▶ _Problem details_: Can you copy out the whole piece below on the American remake of Life on Mars, word for word and without any changes?

▶ _Text for analysis_:
04 April, 2009

Not the Best-Selling Show

So, Life on Mars finished this week. Not the British version that starred John Simm, but the American version with Jason O'Mara. I have to admit, I've kind of cheated on this show; I watched the first three, then kept 'acquiring' the next episode without watching it. But based primarily on the first and last episodes, it does feel as if they got it right in quite unexpected ways.

The American series has a lot less of the surreal elements of the original - there's no test card girl, fewer incidents of ironic pop references. What it does have is an excellent period score straight out of Starsky and Hutch and a proper ending that makes utter sense, is memorable and very different to anything around it.

It was also an ending we'd heard rumoured for the original series. I'm not going to say which ending that is, in case it spoils it for anyone who might breeze past this, but I much prefer the American one.

What the USA version has over the original is the chance to use the success of the 'first draft' and make different choices. The emotional beat that comes from the 1973 reveal in the first episode is much stronger in the remake; the billboard for a new construction development is replaced with something that will make even non-Americans gasp.

One other difference is that I've met the star of the remake; he's a friend of a friend and we chatted at a party about eight years ago. He's a charismatic, attractive fella, though he's done well to hide his Dublin accent with an authentic-sounding American one. I have to wonder what it would have been like if original choice for Gene Hunt, Colm Meaney had been kept on for the series: two Irish blokes playing two New Yorkers.

Speaking of Gene Hunt, the odd clunker here is Harvey Keitel. They've made him much more likeable, more honourable, which strangely makes him less loveable than Robert Glenister's cruder, brasher approach. Most of Gene Hunt's Jurassic aspects have been shunted onto Ray, here played by Sopranos star Michael Imperioli. It means Ray as a character is beefed up a lot more, but we lose the iconic Gene Hunt that so made the Beeb demand an ill-advised sequel.

▶ _Stored data_:
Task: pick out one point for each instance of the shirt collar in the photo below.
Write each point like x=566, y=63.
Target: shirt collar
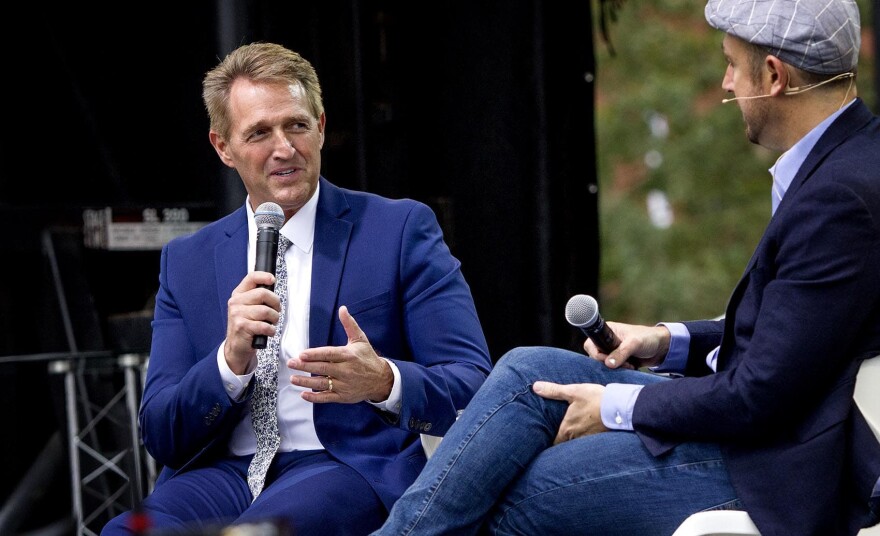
---
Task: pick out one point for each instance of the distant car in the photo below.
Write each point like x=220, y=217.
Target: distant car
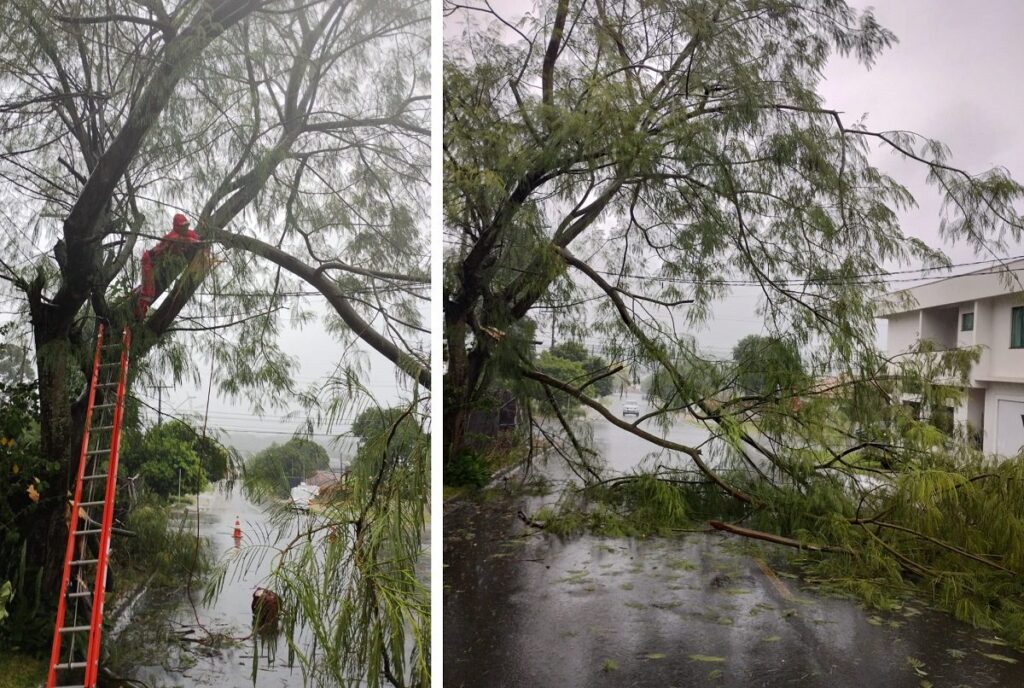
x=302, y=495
--
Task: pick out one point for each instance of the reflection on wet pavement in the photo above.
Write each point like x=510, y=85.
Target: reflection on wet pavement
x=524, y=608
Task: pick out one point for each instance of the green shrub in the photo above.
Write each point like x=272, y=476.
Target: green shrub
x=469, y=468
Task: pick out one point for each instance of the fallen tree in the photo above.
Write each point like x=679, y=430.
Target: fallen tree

▶ _Task answer_:
04 April, 2009

Not the Best-Selling Show

So, Life on Mars finished this week. Not the British version that starred John Simm, but the American version with Jason O'Mara. I have to admit, I've kind of cheated on this show; I watched the first three, then kept 'acquiring' the next episode without watching it. But based primarily on the first and last episodes, it does feel as if they got it right in quite unexpected ways.

The American series has a lot less of the surreal elements of the original - there's no test card girl, fewer incidents of ironic pop references. What it does have is an excellent period score straight out of Starsky and Hutch and a proper ending that makes utter sense, is memorable and very different to anything around it.

It was also an ending we'd heard rumoured for the original series. I'm not going to say which ending that is, in case it spoils it for anyone who might breeze past this, but I much prefer the American one.

What the USA version has over the original is the chance to use the success of the 'first draft' and make different choices. The emotional beat that comes from the 1973 reveal in the first episode is much stronger in the remake; the billboard for a new construction development is replaced with something that will make even non-Americans gasp.

One other difference is that I've met the star of the remake; he's a friend of a friend and we chatted at a party about eight years ago. He's a charismatic, attractive fella, though he's done well to hide his Dublin accent with an authentic-sounding American one. I have to wonder what it would have been like if original choice for Gene Hunt, Colm Meaney had been kept on for the series: two Irish blokes playing two New Yorkers.

Speaking of Gene Hunt, the odd clunker here is Harvey Keitel. They've made him much more likeable, more honourable, which strangely makes him less loveable than Robert Glenister's cruder, brasher approach. Most of Gene Hunt's Jurassic aspects have been shunted onto Ray, here played by Sopranos star Michael Imperioli. It means Ray as a character is beefed up a lot more, but we lose the iconic Gene Hunt that so made the Beeb demand an ill-advised sequel.